* SUPPLIED MATERIAL
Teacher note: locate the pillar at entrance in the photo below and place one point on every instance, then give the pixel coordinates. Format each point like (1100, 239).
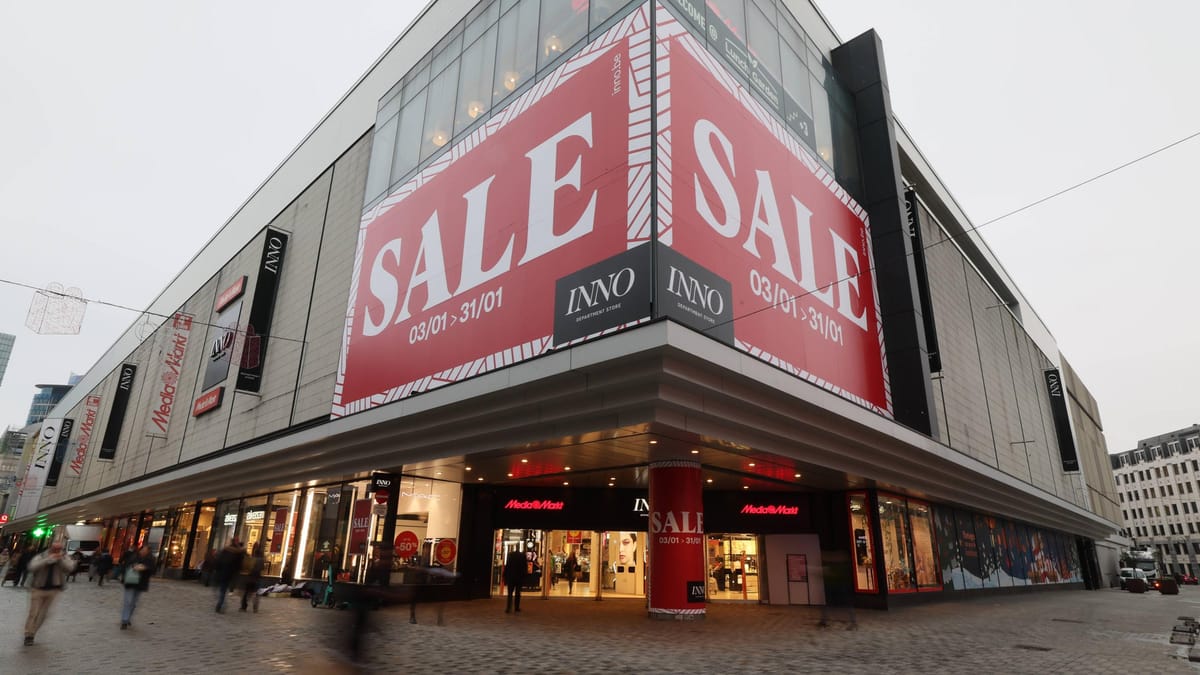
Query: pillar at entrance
(677, 541)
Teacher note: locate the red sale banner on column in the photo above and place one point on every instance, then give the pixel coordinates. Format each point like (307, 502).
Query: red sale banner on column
(753, 211)
(677, 539)
(457, 272)
(360, 526)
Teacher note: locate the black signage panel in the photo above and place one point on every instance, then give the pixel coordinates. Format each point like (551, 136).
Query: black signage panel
(221, 345)
(1061, 419)
(60, 453)
(262, 309)
(694, 296)
(117, 414)
(610, 293)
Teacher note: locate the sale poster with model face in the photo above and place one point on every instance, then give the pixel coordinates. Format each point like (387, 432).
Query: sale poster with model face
(773, 237)
(475, 263)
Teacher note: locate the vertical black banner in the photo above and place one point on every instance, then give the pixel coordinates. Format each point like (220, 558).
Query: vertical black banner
(117, 416)
(60, 453)
(253, 352)
(1061, 420)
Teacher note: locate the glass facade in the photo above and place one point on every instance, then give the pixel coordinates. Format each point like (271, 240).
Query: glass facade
(503, 46)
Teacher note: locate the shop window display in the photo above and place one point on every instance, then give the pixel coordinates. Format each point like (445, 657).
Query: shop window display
(864, 548)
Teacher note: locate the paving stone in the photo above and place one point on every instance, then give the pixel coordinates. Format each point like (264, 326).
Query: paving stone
(177, 631)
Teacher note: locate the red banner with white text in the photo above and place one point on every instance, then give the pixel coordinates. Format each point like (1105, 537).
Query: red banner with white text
(459, 270)
(749, 208)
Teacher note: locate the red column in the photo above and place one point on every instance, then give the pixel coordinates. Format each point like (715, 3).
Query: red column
(677, 541)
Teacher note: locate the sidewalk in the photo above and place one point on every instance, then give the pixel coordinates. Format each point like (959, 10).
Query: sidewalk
(177, 631)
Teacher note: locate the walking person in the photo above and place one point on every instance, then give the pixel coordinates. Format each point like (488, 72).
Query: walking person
(136, 579)
(227, 566)
(252, 575)
(570, 568)
(515, 569)
(47, 572)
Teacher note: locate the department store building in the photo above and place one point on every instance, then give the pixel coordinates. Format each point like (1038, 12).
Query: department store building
(661, 286)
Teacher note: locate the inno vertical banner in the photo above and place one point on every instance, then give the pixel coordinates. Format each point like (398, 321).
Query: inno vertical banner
(60, 452)
(258, 330)
(117, 414)
(1061, 420)
(35, 476)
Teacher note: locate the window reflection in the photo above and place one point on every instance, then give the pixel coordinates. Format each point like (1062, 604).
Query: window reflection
(475, 89)
(516, 49)
(563, 23)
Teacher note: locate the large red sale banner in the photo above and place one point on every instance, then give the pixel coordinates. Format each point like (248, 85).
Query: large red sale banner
(751, 207)
(456, 270)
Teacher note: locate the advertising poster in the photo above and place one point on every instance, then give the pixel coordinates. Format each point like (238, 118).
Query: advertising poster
(753, 214)
(460, 270)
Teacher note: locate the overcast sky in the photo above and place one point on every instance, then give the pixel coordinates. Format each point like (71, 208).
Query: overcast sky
(131, 131)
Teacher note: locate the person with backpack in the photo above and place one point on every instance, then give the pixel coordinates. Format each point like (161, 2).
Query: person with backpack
(136, 580)
(252, 573)
(227, 566)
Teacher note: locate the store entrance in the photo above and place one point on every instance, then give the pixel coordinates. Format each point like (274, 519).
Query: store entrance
(733, 567)
(563, 563)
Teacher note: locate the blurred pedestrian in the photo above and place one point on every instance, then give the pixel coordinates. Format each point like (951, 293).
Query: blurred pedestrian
(228, 563)
(136, 580)
(515, 569)
(253, 574)
(48, 569)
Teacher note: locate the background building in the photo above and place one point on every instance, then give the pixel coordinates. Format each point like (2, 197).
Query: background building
(1158, 484)
(583, 278)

* EXERCISE DIRECTIONS
Every line should be retyped exactly, with the pictures omitted.

* CORRECT ANSWER
Teacher note: locate the pillar at entrance in the photo below and place one point on every instance, then give the pixel coordinates. Format each point like (1100, 239).
Query: pillar at entrance
(677, 541)
Teacher note: locate the red sale banner on column in the photo above and place one point on every instance, then give the pixel coordinates. Format each point like (307, 502).
Query: red sale banner on column
(753, 211)
(677, 539)
(457, 272)
(360, 526)
Teacher note: locate the black signage panel in the photo above and place one point on every instance, then give the pixel coordinates. Format each point like (551, 136).
Query: black signage panel
(221, 345)
(1061, 419)
(60, 453)
(262, 309)
(694, 296)
(117, 414)
(610, 293)
Teacher note: locate the sale poster with model face in the photo above and place one point on every instance, then give the pixel coordinates. Format each point like (387, 432).
Query: sale poster with model face
(773, 237)
(475, 263)
Teacher note: locate the vertical black banner in the photo above and place one point on every instance, then give the pixel coordinates. Format each point like (220, 558).
Query: vertical black banner
(117, 416)
(60, 453)
(253, 352)
(1061, 420)
Teacher note: locate the glass facade in the photo above and place one point on every instance, then give the pixel coordinates. Format each point like (271, 240).
Query: glass facade
(503, 46)
Teacher note: locate the shop window display in the photo above and place one point on every instance, then give the pixel coordinates. Format each point like (445, 657).
Query: shop window display
(864, 548)
Teacher note: locate the paving stone in the photo above and place one point on every instance, then give the pixel coordinates. Format each point like (264, 326).
Query: paving stone
(177, 631)
Teacher note: locate the red banner with white text in the photo above and place one point on every instance, then give the pixel coordinates. Format each point like (1105, 537).
Query: red banner with white text
(459, 270)
(749, 208)
Teacher note: locate the red column in the photo above and place one point on every instance, then give the pixel coordinates. Format each point like (715, 3).
Query: red column
(677, 541)
Teacher note: locate the sidewalk in the photo above and place one point on every instance, then give the pixel coordinates. Format each point like (959, 10).
Query: sidewalk
(177, 631)
Teacher note: locate the walking person in the photo above and place one point on every instance, then give the pixel coordinates. Format each point like (488, 72).
Query: walking person
(136, 579)
(227, 566)
(252, 575)
(570, 568)
(515, 569)
(47, 572)
Teacher note: locate the department store building in the photo above and place one point on every instance, then give the pixel coordinates. Format each point like (1038, 12).
Query: department store building
(661, 286)
Teacher note: locate the inno vertical banner in the photo above and place one point on every instance, then give the pixel coordinates. Format each point like (398, 321).
Query: inno vertical banner
(60, 452)
(258, 330)
(117, 414)
(1061, 420)
(35, 476)
Teacher note: locate the window reflection in the photo above and place one point on every instance, then give the pixel coordinates. Format each point like (1062, 604).
Query: window reflection
(475, 89)
(516, 49)
(563, 23)
Teacher note: locate the large red sale banner in the photo above and place one point on every instance, then give the pixel coordinates. Format each point like (248, 85).
Query: large red sale banner
(751, 207)
(456, 270)
Teacher note: locate the advertising poster in the photo above and place one point on every instance, then give the pixel coordinates. Format each point like (238, 118).
Query: advertising poster
(753, 214)
(460, 270)
Teacher note: locate the overcast sky in the photo above and place one point on every instance, then give the pixel coordinates. Format each point like (71, 208).
Query: overcast sky
(131, 131)
Teacher note: locate the person with backpack in the photo above and place one point on every instance, then give the pixel coordinates. Format each point like (161, 2).
Query: person with backpack
(136, 580)
(252, 573)
(227, 566)
Teacher note: locate the store entrance in the photo above and place one point on every instance, then give the pixel coordinates. Format each point like (274, 519).
Query: store entrance
(733, 567)
(563, 563)
Teacher note: locate the blurred pedestrian in the photo above and place one point on every instance, then give the pixel coordinates. Format each point like (951, 293).
Query: blurred pedestrian
(228, 563)
(136, 580)
(515, 569)
(253, 574)
(48, 569)
Teacher note: locate the background building in the photo above and place one point on every instance, then give the pixel coordinates. Format each point like (2, 197).
Query: background building
(1158, 484)
(583, 278)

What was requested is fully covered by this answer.